Data section: Begin
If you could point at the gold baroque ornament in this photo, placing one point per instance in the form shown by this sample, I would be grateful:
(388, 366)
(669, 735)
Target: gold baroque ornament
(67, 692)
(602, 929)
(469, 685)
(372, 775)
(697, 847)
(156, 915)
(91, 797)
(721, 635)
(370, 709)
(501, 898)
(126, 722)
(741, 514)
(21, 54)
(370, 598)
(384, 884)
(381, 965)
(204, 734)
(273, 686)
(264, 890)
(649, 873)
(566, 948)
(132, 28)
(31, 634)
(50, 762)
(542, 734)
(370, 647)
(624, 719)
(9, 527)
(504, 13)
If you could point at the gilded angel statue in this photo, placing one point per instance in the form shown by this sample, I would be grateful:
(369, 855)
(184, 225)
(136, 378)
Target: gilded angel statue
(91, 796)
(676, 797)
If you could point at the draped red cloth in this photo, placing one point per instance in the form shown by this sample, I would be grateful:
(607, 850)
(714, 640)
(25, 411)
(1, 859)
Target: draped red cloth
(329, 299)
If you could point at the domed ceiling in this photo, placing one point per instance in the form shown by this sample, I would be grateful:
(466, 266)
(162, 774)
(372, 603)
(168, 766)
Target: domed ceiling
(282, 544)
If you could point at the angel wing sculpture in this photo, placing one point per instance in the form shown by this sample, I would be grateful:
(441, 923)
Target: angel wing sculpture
Data section: End
What to produce: Find and copy each line of the data where "sample" is present.

Solution below:
If you could point at the gold baroque ornament in this photo, placing one point per instance in the form shown by this sample, I would be grateful:
If you could point at the gilded angel statue in this photo, placing one point per instance in the form shown by this sample, I would be grateful:
If you could point at the draped red cloth in this photo, placing one point per instance in the form shown by this sample, I would be grateful:
If you could point at the domed ceiling in this photo, placing one point per instance in the form shown by this sample, I would be grateful:
If you could point at the angel wing sculpture in this photo, placing one point per instance in the form shown by this sample, I would be grateful:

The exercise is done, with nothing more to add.